- _What the exercise asks_
Take the line that contains "form: [450, 342]." as the first and the last line of the material as the final one; set down exactly the lines in that span.
◆ ◆ ◆ ◆ ◆
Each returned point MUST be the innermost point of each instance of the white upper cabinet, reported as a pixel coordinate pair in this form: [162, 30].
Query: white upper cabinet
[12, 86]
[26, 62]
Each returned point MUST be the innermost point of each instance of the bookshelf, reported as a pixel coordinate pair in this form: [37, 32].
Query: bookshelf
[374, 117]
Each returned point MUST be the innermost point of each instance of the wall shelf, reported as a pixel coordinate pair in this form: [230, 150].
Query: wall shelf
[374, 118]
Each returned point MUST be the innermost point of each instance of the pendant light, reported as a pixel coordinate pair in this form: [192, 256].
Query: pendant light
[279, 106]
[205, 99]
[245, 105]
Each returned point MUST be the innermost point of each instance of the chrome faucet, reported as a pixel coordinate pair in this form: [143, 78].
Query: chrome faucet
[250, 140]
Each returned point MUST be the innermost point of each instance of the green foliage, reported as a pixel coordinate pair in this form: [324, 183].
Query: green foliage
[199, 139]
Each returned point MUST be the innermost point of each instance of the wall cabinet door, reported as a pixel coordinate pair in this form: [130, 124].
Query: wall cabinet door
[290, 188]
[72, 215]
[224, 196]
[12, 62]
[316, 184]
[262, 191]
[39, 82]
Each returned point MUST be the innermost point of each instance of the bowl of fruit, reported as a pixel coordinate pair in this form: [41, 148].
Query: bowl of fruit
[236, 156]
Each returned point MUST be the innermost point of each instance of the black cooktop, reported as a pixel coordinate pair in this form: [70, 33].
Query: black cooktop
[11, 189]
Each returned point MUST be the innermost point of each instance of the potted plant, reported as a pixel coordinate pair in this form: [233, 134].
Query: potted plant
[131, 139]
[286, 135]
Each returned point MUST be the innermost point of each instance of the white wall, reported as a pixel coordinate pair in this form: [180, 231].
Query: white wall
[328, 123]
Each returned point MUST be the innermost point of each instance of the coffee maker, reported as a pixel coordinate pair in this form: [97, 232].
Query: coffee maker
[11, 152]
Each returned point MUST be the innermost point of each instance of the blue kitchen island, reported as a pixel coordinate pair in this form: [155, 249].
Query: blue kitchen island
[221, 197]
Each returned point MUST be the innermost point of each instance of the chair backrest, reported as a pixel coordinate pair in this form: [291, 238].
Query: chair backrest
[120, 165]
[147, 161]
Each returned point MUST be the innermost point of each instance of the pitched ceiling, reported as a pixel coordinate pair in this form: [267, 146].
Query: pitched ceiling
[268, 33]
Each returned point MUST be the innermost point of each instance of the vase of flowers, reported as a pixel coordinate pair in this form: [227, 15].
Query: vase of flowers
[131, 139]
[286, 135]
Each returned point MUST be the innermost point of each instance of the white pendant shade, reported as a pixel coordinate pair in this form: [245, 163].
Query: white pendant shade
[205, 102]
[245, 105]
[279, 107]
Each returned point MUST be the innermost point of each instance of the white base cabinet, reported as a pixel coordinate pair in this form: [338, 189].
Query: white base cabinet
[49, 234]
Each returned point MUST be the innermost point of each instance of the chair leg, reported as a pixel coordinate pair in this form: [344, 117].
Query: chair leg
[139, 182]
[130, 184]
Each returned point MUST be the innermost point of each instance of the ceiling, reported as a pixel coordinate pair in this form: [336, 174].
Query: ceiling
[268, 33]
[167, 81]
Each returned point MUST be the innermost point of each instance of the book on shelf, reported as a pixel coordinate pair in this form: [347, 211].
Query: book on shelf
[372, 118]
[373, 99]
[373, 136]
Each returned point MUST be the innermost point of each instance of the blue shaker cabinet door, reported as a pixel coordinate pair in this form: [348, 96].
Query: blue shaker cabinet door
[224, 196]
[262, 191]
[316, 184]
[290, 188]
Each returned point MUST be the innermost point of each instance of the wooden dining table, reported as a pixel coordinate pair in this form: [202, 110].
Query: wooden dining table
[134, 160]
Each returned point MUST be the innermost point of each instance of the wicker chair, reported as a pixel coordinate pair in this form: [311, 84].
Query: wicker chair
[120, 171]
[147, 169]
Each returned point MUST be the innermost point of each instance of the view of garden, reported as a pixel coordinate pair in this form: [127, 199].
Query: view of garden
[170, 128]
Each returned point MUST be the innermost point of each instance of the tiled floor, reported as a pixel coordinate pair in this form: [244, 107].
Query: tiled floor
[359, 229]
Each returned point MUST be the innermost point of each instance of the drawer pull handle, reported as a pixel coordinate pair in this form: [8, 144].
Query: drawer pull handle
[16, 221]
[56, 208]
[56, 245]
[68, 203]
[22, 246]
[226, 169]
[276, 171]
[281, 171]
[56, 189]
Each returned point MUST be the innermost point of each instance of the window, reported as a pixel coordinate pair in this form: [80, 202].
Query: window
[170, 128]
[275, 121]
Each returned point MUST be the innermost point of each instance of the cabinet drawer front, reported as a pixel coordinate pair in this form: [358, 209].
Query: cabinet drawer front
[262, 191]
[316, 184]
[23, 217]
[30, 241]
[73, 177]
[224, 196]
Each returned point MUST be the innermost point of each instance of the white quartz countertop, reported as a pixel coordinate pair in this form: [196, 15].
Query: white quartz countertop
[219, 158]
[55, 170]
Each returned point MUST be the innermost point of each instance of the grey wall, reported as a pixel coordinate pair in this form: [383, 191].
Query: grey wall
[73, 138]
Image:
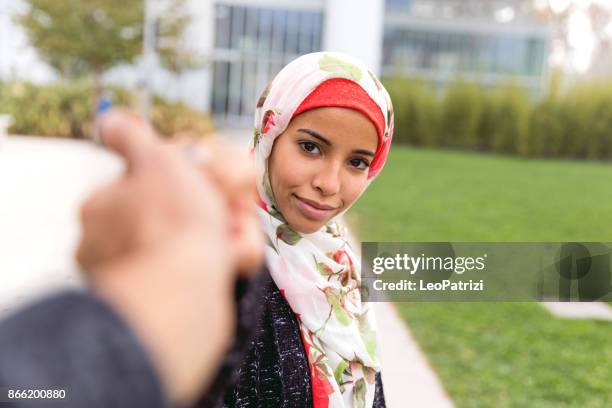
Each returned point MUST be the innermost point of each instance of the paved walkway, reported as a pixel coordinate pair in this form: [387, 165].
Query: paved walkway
[42, 182]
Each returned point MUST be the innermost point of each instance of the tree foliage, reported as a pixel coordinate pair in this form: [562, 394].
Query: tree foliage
[80, 36]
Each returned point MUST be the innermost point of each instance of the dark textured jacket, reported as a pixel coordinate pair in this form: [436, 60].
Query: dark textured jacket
[273, 369]
[76, 343]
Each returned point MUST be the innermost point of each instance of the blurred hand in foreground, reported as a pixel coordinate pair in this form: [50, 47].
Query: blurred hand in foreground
[161, 245]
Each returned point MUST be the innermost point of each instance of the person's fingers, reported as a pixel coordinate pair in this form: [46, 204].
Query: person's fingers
[126, 133]
[229, 166]
[247, 240]
[94, 245]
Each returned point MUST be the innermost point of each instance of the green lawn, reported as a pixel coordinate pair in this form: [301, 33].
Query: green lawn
[498, 354]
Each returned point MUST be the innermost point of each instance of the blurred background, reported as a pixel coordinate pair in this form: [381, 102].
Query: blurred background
[503, 133]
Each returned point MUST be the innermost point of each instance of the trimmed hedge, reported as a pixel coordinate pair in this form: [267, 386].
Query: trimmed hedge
[67, 110]
[573, 124]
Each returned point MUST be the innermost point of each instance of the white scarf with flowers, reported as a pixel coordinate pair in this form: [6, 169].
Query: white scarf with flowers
[319, 273]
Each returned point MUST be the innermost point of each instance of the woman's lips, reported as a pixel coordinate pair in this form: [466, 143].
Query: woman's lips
[311, 210]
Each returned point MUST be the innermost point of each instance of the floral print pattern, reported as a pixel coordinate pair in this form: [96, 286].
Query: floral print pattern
[319, 274]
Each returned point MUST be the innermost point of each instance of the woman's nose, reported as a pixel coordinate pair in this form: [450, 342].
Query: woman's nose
[327, 179]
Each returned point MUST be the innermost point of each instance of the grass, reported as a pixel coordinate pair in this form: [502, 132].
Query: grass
[499, 354]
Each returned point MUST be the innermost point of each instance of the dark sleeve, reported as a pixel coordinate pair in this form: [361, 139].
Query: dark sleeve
[379, 395]
[76, 342]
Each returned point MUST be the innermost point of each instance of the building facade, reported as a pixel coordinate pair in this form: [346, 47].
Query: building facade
[243, 43]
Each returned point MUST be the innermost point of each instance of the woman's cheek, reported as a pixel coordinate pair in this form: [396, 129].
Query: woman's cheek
[355, 185]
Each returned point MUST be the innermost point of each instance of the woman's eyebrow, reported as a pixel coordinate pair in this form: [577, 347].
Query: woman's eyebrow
[364, 152]
[316, 135]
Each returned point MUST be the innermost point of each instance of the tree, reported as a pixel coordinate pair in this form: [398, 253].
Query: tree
[78, 37]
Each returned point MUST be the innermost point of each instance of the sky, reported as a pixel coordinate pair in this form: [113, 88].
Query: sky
[581, 37]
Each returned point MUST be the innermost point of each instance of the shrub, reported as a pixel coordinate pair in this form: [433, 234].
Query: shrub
[460, 115]
[509, 133]
[576, 123]
[416, 110]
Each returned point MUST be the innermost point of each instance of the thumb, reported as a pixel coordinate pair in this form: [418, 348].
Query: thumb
◆ ◆ ◆ ◆ ◆
- _Full output_
Each returned point MUST be the innermost point of each instance of the woman's nose, reported as a pixel coordinate pair in this form: [450, 342].
Query: woman's nose
[327, 179]
Each returned point MUST be the innermost point of each instance of the grass, reported as a pixel coordinate pair in this form: [502, 132].
Query: grass
[499, 354]
Each returned point MUST be the innermost point of each instance of the dark sleeve, reported as a pixel coordinate pair in this form: [361, 139].
Query: dark sleeve
[379, 395]
[76, 342]
Each returned point MUST be the innermost point of each instance of the building facade, reported as a pixel coordinate pair in this form: [346, 47].
Query: building facade
[243, 43]
Each returned point MUST be the innermost point of each instance of the woman's cheek, reported as a pixel coordinate pair in this form: [396, 129].
Query: woman's cheek
[355, 185]
Each returned point MUST be the innermost point of each instance of the woman's eyebrow, reported as a pixel coordinate pair in this form: [577, 347].
Query: woman's eyebrow
[364, 152]
[316, 135]
Each returned point MUST be the innermost point of each instance of the tree, reported as a pixel coordinate pair in this form: [398, 253].
Query: tree
[78, 37]
Each returned point MUST be the innermost point of each instance of the sky, reported as a pixel coordinate pair in this form: [113, 88].
Query: sky
[581, 37]
Each returned point MUST be the innermost point of each instance of the shrub, reported as a pixel coordinate pair in this form: [433, 234].
Query: shrub
[460, 115]
[509, 133]
[576, 123]
[416, 110]
Each returned point MUST be the innermost point of each instance of the thumb, reported as a pixel coordinate pair in this form: [418, 348].
Query: thumb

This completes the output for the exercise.